> [Artículo]
+===+
Mc 16,15-20: «Fue llevado al cielo y se sentó a la derecha de Dios»

I. LA PALABRA DE DIOS

Lo verdaderamente importante para el autor de los Hechos no es cuándo pasó algo o cuánto duró, sino qué pasó y con qué finalidad. El hecho de la Ascensión, que sigue a la última aparición de Jesús resucitado, es, ante todo, la desaparición visible de Jesús, comprobada experimentalmente por el grupo de discípulos. Su significado teológico, tal como lo muestra el Nuevo Testamento, incluye: 1º) La entronización de Jesucristo Rey; 2º) El ejercicio de su realeza actualmente, en este «tiempo de la Iglesia»; 3º) La conexión con otros misterios de fe, como: la Parusía o la evangelización a partir de Pentecostés.

La presencia de Dios entre su pueblo en el Antiguo Testamento encontró en la nube que los guiaba en el desierto un signo y el pueblo percibía en ella la presencia invisible de Yahvé. San Lucas, en la «nube» quiere simbolizar por una parte la ocultación de Jesús y por otra la nueva presencia de Cristo en medio de los suyos. 

El cielo será, en adelante, el centro de gravedad de quienes en el mundo son forasteros y peregrinos. Pero ahora importa la misión, la tarea, el testimonio, la  evangelización. Y en ese contexto hay que situar el «reproche» de los ángeles: «¿Qué hacéis ahí plantados mirando al cielo?»
+===+
> [Registros]
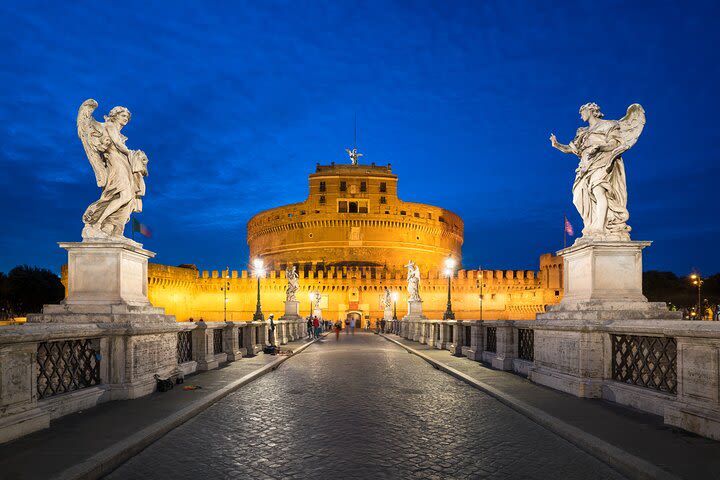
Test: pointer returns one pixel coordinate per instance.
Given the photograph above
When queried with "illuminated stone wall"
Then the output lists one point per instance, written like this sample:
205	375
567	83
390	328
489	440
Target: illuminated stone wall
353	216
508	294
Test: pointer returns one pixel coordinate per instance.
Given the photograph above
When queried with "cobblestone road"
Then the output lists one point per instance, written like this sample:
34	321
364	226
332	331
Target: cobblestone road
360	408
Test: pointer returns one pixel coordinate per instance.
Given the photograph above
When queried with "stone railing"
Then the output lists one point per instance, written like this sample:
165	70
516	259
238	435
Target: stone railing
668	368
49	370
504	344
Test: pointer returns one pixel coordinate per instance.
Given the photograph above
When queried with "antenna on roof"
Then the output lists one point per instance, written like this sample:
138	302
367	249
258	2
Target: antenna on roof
+===+
> [Lista de tareas]
1. Transcribe del artículo sobre la Ascensión el fragmento que va de "Lo verdaderamente importante" a "partir de Pentecostés.".
2. Responde a estas preguntas según el artículo sobre la Ascensión:
(a) ¿Qué es, ante todo, el hecho de la Ascensión?
(b) ¿Qué signo de la presencia de Dios guiaba al pueblo en el desierto en el Antiguo Testamento?
(c) ¿Con qué pregunta formulan los ángeles su «reproche»?

> [Resultados esperados]
1.
Lo verdaderamente importante para el autor de los Hechos no es cuándo pasó algo o cuánto duró, sino qué pasó y con qué finalidad. El hecho de la Ascensión, que sigue a la última aparición de Jesús resucitado, es, ante todo, la desaparición visible de Jesús, comprobada experimentalmente por el grupo de discípulos. Su significado teológico, tal como lo muestra el Nuevo Testamento, incluye: 1º) La entronización de Jesucristo Rey; 2º) El ejercicio de su realeza actualmente, en este «tiempo de la Iglesia»; 3º) La conexión con otros misterios de fe, como: la Parusía o la evangelización a partir de Pentecostés.

2.
(a) La desaparición visible de Jesús, comprobada experimentalmente por el grupo de discípulos.
(b) La nube.
(c) «¿Qué hacéis ahí plantados mirando al cielo?»